■ **Document**
# Have you bought anything from Maccosmetics.com? Shipping Times for the US?



## abbyquack (Apr 10, 2008)

If so, what is your experience with shipping time from maccosmetics.com? I am moving to Alaska like 8 days after Dress Camp comes out and obviously I'd like to have received it by the time I leave, but I also don't want to spend $11 on shipping.

so...in the past, have you received your items within the 5-7 day period? before? after? I only bought once from their website and I remember it took a long time, but I was in Alaska, and shipping to a PO Box which I know takes a bit longer. So I don't know what it will be for a normal address. 

MAC has free shipping on any order until Sunday! I'm like wtf, why can't it just come out this week? haha.


----------



## MACATTAK (Apr 10, 2008)

*Re: Have you bought anything from Maccosmetics.com?*

My shipments have always come in the 5-7 day time period.  What's great is when they ship out your items they send you a tracking number, so you can track your package along the way.


----------



## purrtykitty (Apr 10, 2008)

*Re: Have you bought anything from Maccosmetics.com?*

My experience is that I get my stuff pretty much within that 5-7 day period...the only exception is if I order too close to a weekend, then it takes longer.  I really don't like that they use only UPS.  I wish they gave us the choice between that or USPS...postal service is much quicker.  Anyway, I just ordered today, so I'll let you know if it takes any longer.  (I hope not!!)


----------



## lsperry (Apr 10, 2008)

*Re: Have you bought anything from Maccosmetics.com?*

From Feb 2006 - March 2008, I ordered 99% of MAC online 'cause there was no counter or store in my town. [But a counter opened in Dillard's last month. yeah, yeah!] So, I have lots of experience in ordering from mac.com. I usually receive my order within 3 days. That is if I ordered on a Tuesday (when a product launched), I usually received it Friday morning. AND 99% of the time, my orders are sent to my P.O. Box.

Even during the Heatherette debacle when everyone was up-in-arms about receiving back-order notices from MAC, I ordered my items on the 18th and received them on the 21st.

■ **Given request A**
Answer these questions using the forum thread about shipping times from maccosmetics.com.
(i) How much does abbyquack not want to spend on shipping?
(ii) Which carrier does purrtykitty say MAC uses for shipping?
(iii) In which store did a MAC counter open in lsperry's town?
■ **Given request B**
List every username that posts in the thread about maccosmetics.com shipping times.
■ **Given request C**
Pick up the thread about maccosmetics.com shipping times where it ends and keep it going.

■ **Recorded information**

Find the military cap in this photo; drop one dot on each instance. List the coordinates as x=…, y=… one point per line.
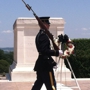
x=45, y=19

■ **Response A**
(i) $11
(ii) UPS
(iii) Dillard's

■ **Response B**
abbyquack, MACATTAK, purrtykitty, lsperry

■ **Response C**
And I never pay shipping or upgrade shipping for faster delivery. All in all I am quite pleased w/the shipping time and service.


----------



## elegant-one (Apr 10, 2008)

*Re: Have you bought anything from Maccosmetics.com?*

Love ordering from the site. Fast & pretty reliable. Don't worry about the free shipping...they usually have another code or its free with at least a $60 order I believe.

I'm pretty lucky because I'm in their 2 day shipping zone


----------



## abbyquack (Apr 10, 2008)

*Re: Have you bought anything from Maccosmetics.com?*

where do they ship from? sounds like some of you get your stuff pretty fast!


----------



## lsperry (Apr 11, 2008)

*Re: Have you bought anything from Maccosmetics.com?*

Quote:

   Originally Posted by *abbyquack* 

 
_where do they ship from? sounds like some of you get your stuff pretty fast!_

 
They ship my packages from Chestertown, MD, 21620. I live in northwest Florida, 32402.


----------



## xoleaxo (Apr 11, 2008)

*Re: Have you bought anything from Maccosmetics.com?*

i live in hawai'i and my stuff always gets here within 4-5 days.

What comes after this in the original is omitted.